◆ Request
Transcribe, character for character, the part below that opens with the line containing "target: rocky slope" and closes with the line containing "POLYGON ((368 88, 390", both of those lines included, and nothing else.

==== Dataset content

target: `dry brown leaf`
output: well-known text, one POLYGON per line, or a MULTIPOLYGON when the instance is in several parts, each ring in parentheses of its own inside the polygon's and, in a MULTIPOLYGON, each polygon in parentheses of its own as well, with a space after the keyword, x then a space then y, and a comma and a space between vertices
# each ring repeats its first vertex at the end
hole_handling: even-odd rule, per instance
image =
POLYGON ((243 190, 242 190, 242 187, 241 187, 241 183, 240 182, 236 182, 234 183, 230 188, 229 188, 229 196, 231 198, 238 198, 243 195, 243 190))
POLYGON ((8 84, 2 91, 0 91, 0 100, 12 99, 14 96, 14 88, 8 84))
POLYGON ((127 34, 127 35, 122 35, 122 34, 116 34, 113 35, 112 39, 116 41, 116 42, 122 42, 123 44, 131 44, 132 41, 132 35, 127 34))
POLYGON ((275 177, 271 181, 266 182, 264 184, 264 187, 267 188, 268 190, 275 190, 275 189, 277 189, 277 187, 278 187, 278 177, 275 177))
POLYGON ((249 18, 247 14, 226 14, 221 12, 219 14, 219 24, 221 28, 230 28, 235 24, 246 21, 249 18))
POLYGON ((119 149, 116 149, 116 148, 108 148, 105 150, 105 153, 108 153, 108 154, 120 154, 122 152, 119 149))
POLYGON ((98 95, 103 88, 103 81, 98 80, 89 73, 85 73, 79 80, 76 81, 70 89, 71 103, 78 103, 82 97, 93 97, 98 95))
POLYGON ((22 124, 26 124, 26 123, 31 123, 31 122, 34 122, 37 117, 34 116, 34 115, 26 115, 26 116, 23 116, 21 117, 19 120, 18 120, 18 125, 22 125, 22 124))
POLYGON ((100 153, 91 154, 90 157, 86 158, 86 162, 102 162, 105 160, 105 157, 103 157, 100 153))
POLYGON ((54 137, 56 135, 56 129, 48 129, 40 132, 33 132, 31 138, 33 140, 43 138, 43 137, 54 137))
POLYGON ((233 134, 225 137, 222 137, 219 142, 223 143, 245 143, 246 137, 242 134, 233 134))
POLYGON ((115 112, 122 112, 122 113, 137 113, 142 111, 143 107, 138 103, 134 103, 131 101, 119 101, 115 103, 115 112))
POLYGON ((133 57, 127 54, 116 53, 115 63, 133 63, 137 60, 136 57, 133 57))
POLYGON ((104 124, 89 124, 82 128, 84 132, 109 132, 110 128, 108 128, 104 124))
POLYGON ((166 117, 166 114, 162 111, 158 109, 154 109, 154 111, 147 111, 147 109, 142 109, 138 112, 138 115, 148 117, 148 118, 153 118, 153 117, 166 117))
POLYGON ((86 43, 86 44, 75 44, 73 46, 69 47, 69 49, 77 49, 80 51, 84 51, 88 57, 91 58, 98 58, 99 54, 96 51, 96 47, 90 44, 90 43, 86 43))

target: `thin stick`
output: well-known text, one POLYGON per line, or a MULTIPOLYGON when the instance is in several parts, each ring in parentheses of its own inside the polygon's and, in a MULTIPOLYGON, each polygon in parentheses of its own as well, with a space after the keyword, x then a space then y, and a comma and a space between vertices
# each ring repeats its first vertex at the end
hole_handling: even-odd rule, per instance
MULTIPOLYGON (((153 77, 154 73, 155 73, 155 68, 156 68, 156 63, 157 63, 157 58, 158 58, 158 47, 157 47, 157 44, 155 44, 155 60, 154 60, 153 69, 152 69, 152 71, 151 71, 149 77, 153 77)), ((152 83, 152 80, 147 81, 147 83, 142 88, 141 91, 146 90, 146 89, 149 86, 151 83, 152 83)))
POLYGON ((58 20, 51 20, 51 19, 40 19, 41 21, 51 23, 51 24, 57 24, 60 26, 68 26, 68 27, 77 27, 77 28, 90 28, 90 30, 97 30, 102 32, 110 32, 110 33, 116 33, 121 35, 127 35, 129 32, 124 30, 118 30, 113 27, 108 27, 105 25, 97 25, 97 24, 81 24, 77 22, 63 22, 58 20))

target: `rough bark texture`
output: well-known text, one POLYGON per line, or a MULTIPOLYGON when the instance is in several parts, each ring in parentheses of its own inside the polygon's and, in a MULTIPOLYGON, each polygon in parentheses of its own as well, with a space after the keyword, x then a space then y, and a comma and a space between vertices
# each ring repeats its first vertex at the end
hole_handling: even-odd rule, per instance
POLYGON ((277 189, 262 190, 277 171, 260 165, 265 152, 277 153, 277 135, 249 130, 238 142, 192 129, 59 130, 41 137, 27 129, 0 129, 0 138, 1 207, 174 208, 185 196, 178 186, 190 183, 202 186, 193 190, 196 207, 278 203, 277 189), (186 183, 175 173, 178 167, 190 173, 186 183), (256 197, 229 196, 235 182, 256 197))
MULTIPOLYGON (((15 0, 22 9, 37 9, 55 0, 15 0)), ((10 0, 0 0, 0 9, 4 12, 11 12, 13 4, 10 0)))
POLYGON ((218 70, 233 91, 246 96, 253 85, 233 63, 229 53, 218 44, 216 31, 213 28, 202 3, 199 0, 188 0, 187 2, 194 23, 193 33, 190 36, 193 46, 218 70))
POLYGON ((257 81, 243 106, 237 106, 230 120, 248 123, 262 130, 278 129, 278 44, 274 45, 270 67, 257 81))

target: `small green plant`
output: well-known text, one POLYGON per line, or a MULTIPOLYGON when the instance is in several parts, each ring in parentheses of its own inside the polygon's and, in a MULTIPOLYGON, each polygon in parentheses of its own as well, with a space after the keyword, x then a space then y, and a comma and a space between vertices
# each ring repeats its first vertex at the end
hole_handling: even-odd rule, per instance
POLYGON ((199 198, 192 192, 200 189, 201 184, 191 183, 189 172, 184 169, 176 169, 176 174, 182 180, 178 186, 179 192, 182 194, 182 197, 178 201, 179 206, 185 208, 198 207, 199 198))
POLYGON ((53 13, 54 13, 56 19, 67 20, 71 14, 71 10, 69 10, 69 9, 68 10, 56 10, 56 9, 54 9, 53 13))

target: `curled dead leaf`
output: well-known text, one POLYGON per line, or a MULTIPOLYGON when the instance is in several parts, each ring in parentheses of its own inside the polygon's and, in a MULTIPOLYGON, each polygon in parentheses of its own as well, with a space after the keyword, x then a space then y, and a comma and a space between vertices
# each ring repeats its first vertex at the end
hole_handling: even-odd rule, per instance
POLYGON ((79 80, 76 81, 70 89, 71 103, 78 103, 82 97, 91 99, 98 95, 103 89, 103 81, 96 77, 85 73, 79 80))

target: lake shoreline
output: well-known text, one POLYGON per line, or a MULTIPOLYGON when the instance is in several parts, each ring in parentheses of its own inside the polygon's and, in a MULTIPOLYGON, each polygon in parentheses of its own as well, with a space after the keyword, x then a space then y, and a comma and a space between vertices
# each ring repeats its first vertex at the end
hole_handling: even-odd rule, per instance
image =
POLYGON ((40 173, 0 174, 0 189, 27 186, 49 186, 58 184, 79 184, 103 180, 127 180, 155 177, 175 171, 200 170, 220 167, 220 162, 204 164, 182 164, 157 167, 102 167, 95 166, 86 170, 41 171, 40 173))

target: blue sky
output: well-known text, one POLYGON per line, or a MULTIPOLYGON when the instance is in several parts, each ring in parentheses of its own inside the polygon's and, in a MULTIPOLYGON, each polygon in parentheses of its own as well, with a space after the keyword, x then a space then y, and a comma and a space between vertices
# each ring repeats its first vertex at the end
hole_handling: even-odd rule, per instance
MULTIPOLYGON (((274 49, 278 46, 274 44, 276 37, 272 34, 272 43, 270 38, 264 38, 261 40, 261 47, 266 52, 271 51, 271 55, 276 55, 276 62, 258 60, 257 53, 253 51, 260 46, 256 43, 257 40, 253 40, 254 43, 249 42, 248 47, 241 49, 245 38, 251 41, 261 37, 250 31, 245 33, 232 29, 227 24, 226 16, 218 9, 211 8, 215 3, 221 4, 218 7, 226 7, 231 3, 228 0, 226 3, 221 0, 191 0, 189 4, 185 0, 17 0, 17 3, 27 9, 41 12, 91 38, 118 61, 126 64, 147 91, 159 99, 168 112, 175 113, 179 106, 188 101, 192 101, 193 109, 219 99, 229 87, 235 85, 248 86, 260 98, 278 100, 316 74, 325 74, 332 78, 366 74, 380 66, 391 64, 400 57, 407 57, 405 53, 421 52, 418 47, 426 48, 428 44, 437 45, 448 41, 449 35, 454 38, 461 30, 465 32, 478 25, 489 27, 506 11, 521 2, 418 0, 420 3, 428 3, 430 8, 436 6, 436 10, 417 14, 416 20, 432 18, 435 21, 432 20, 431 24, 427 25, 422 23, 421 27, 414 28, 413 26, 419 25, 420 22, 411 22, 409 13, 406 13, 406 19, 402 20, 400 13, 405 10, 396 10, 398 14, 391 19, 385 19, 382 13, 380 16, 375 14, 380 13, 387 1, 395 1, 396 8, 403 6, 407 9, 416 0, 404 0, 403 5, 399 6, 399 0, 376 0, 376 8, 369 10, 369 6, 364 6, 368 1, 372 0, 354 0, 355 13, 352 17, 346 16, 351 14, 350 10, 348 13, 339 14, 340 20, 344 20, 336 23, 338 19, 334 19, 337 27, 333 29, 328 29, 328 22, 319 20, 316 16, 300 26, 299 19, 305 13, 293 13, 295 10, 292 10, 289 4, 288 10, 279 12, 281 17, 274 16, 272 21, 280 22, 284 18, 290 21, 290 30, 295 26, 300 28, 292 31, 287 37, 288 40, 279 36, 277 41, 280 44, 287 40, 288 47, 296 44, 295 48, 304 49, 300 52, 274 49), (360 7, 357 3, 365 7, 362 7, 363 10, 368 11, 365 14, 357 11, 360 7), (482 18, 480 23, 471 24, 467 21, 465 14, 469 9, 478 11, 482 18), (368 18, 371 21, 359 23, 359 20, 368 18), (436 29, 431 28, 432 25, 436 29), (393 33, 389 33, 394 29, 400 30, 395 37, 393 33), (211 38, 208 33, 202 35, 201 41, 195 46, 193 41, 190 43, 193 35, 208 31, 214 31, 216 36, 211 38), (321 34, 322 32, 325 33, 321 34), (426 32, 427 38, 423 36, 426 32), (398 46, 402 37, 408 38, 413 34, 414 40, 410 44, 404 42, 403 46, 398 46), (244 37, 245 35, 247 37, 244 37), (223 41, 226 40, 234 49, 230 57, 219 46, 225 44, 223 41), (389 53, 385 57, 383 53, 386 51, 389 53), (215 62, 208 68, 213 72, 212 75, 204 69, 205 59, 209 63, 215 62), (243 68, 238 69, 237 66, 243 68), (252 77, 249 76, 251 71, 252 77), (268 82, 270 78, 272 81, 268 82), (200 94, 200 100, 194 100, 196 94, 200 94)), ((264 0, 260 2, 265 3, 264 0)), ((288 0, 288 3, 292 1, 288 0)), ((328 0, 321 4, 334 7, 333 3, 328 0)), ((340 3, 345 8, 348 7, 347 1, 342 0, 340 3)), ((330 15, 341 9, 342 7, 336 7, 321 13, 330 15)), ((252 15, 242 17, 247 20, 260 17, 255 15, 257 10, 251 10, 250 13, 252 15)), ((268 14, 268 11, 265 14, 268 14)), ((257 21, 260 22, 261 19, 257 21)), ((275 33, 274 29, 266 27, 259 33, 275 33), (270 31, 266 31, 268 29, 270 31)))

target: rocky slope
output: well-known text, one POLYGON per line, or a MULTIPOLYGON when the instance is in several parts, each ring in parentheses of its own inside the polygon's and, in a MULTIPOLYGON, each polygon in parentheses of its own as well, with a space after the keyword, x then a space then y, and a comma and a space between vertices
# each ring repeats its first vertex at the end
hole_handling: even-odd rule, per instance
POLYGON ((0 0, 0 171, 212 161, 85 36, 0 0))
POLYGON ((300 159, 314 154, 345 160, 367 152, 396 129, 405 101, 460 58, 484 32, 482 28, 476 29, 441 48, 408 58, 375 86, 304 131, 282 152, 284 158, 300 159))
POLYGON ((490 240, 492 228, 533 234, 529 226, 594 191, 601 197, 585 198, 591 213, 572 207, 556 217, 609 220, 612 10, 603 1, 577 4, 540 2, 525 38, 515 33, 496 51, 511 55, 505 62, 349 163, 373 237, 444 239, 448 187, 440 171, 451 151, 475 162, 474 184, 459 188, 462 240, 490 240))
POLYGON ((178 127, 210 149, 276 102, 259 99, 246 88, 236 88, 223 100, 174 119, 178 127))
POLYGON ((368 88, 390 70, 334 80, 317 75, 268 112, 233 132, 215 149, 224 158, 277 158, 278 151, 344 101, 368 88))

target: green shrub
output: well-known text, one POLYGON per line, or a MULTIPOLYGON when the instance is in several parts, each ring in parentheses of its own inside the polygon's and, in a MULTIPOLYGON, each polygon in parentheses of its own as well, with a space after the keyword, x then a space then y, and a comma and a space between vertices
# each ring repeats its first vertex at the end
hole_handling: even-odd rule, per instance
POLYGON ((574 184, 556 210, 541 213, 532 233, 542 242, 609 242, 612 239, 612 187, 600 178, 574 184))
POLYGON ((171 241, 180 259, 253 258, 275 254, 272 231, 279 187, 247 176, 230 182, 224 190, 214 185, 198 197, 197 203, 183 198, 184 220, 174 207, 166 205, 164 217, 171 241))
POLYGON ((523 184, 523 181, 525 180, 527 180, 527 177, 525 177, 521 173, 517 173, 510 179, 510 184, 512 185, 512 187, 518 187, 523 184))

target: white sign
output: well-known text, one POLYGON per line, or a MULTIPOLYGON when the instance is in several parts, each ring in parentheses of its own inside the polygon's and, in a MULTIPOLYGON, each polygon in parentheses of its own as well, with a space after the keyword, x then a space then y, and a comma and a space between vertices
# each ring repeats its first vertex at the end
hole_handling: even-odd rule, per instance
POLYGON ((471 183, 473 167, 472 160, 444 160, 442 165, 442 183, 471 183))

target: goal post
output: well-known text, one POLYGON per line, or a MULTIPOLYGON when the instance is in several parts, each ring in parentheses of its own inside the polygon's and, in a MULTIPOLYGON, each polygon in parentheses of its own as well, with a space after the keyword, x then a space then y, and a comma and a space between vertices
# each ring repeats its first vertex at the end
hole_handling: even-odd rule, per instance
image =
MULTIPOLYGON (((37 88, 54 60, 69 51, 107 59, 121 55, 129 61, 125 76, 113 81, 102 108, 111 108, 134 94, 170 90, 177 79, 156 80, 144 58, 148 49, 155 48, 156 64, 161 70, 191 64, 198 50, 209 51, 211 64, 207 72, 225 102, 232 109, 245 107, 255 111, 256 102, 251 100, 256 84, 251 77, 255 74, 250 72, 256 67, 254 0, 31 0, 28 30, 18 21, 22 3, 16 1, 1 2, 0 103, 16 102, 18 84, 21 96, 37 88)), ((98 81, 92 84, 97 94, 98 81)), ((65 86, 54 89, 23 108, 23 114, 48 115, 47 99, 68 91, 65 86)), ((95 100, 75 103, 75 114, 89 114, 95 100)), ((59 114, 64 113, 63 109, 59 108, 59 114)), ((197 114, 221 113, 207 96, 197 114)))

========

◆ Finished answer
target: rocky slope
output: well-known text, one POLYGON per line, or a MULTIPOLYGON when the instance is in several parts, each ring in parentheses of its own inside the polygon's and, in a MULTIPOLYGON, each polygon in parentheses of its own as well, with a space after the keyword, x then a space then y, and a comma and a space between vertices
# each ring repeats its first vertex at the end
hole_handling: even-odd rule, per instance
POLYGON ((0 0, 0 171, 212 161, 85 36, 0 0))
POLYGON ((300 159, 314 154, 345 160, 367 152, 396 129, 405 101, 460 58, 484 32, 482 28, 476 29, 441 48, 408 58, 375 86, 304 131, 282 152, 284 158, 300 159))
POLYGON ((490 240, 492 228, 533 234, 529 226, 594 191, 601 197, 585 198, 591 213, 572 207, 556 217, 609 220, 612 10, 603 1, 577 4, 540 2, 525 38, 515 33, 496 51, 511 55, 505 62, 349 163, 373 237, 444 239, 448 187, 440 171, 451 151, 475 162, 474 184, 459 188, 462 240, 490 240))
POLYGON ((178 127, 210 149, 276 102, 259 99, 246 88, 236 88, 223 100, 174 119, 178 127))
POLYGON ((368 88, 390 70, 334 80, 317 75, 268 112, 233 132, 215 149, 224 158, 277 158, 278 151, 344 101, 368 88))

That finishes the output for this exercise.